Shape boundary items
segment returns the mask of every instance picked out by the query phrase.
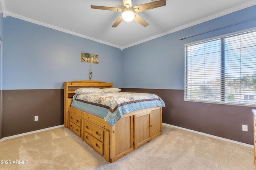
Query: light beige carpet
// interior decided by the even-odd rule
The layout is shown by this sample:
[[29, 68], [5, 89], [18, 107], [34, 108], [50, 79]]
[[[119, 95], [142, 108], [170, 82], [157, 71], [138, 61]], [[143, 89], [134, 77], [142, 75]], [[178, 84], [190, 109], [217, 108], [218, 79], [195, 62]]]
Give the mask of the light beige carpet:
[[256, 169], [252, 148], [165, 125], [160, 136], [112, 164], [64, 127], [4, 140], [0, 160], [1, 170]]

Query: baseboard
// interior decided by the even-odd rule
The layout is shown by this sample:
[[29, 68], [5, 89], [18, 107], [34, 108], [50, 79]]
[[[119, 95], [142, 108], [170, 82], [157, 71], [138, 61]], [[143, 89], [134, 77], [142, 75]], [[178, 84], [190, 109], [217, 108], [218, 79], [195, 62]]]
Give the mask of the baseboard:
[[174, 125], [170, 125], [169, 124], [165, 123], [163, 123], [163, 125], [165, 125], [167, 126], [170, 126], [172, 127], [175, 127], [177, 129], [180, 129], [184, 130], [185, 131], [189, 131], [190, 132], [193, 132], [194, 133], [197, 133], [200, 135], [203, 135], [207, 136], [209, 137], [212, 137], [214, 138], [222, 140], [223, 141], [227, 141], [228, 142], [232, 142], [232, 143], [236, 143], [237, 144], [241, 145], [242, 145], [245, 146], [246, 147], [250, 147], [251, 148], [253, 148], [253, 145], [252, 145], [247, 144], [247, 143], [242, 143], [242, 142], [238, 142], [237, 141], [233, 141], [232, 140], [228, 139], [227, 139], [224, 138], [223, 137], [219, 137], [216, 136], [212, 135], [209, 135], [207, 133], [204, 133], [200, 132], [198, 132], [196, 131], [193, 131], [193, 130], [189, 129], [188, 129], [184, 128], [183, 127], [179, 127], [178, 126], [174, 126]]
[[2, 138], [1, 140], [0, 140], [0, 142], [2, 142], [2, 141], [7, 139], [10, 138], [12, 138], [14, 137], [18, 137], [19, 136], [25, 135], [26, 135], [31, 134], [34, 133], [36, 133], [36, 132], [42, 132], [42, 131], [47, 131], [47, 130], [52, 129], [53, 129], [57, 128], [58, 127], [63, 127], [64, 126], [64, 125], [59, 125], [58, 126], [54, 126], [53, 127], [48, 127], [47, 128], [43, 129], [42, 129], [38, 130], [37, 131], [32, 131], [31, 132], [27, 132], [26, 133], [21, 133], [20, 134], [16, 135], [13, 136], [9, 136], [7, 137], [5, 137]]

**What to produce:** Reproduce every item above verbatim, line for line, omitting the pictures.

**Full output:**
segment returns the mask of every instance picked out by the query phrase.
Query: light beige carpet
// interior decided by the even-odd rule
The layout is shown by this sample:
[[29, 68], [5, 89], [18, 107], [34, 108], [50, 79]]
[[[119, 95], [142, 108], [170, 82], [157, 71], [138, 61]], [[143, 89], [134, 77], [142, 75]], [[178, 84], [190, 109], [217, 108], [218, 79], [195, 62]]]
Give the mask of the light beige carpet:
[[256, 169], [252, 148], [165, 125], [160, 136], [112, 164], [64, 127], [4, 140], [0, 160], [1, 170]]

Query: baseboard
// interior decided by the even-odd rule
The layout is shown by this sample:
[[29, 68], [5, 89], [18, 107], [34, 108], [50, 79]]
[[[119, 95], [142, 108], [170, 82], [157, 71], [138, 61]], [[143, 89], [134, 77], [142, 75]], [[178, 84], [190, 109], [217, 108], [218, 79], [195, 62]]]
Give the mask of the baseboard:
[[174, 125], [170, 125], [169, 124], [165, 123], [163, 123], [163, 125], [165, 125], [167, 126], [170, 126], [172, 127], [175, 127], [177, 129], [180, 129], [184, 130], [185, 131], [189, 131], [190, 132], [193, 132], [194, 133], [197, 133], [200, 135], [203, 135], [207, 136], [209, 137], [212, 137], [214, 138], [222, 140], [223, 141], [227, 141], [228, 142], [232, 142], [232, 143], [236, 143], [237, 144], [241, 145], [242, 145], [245, 146], [246, 147], [250, 147], [251, 148], [253, 148], [253, 145], [252, 145], [247, 144], [247, 143], [242, 143], [242, 142], [238, 142], [237, 141], [233, 141], [232, 140], [228, 139], [227, 139], [224, 138], [223, 137], [219, 137], [216, 136], [212, 135], [209, 135], [207, 133], [204, 133], [200, 132], [198, 132], [196, 131], [193, 131], [193, 130], [189, 129], [188, 129], [184, 128], [183, 127], [179, 127], [178, 126], [174, 126]]
[[2, 138], [1, 140], [0, 140], [0, 142], [2, 142], [2, 141], [7, 139], [10, 138], [12, 138], [14, 137], [18, 137], [19, 136], [25, 135], [26, 135], [31, 134], [34, 133], [36, 133], [36, 132], [42, 132], [42, 131], [47, 131], [47, 130], [52, 129], [53, 129], [57, 128], [58, 127], [63, 127], [64, 126], [64, 125], [59, 125], [58, 126], [54, 126], [53, 127], [48, 127], [47, 128], [43, 129], [42, 129], [38, 130], [37, 131], [32, 131], [31, 132], [27, 132], [26, 133], [21, 133], [20, 134], [16, 135], [13, 136], [9, 136], [7, 137], [5, 137]]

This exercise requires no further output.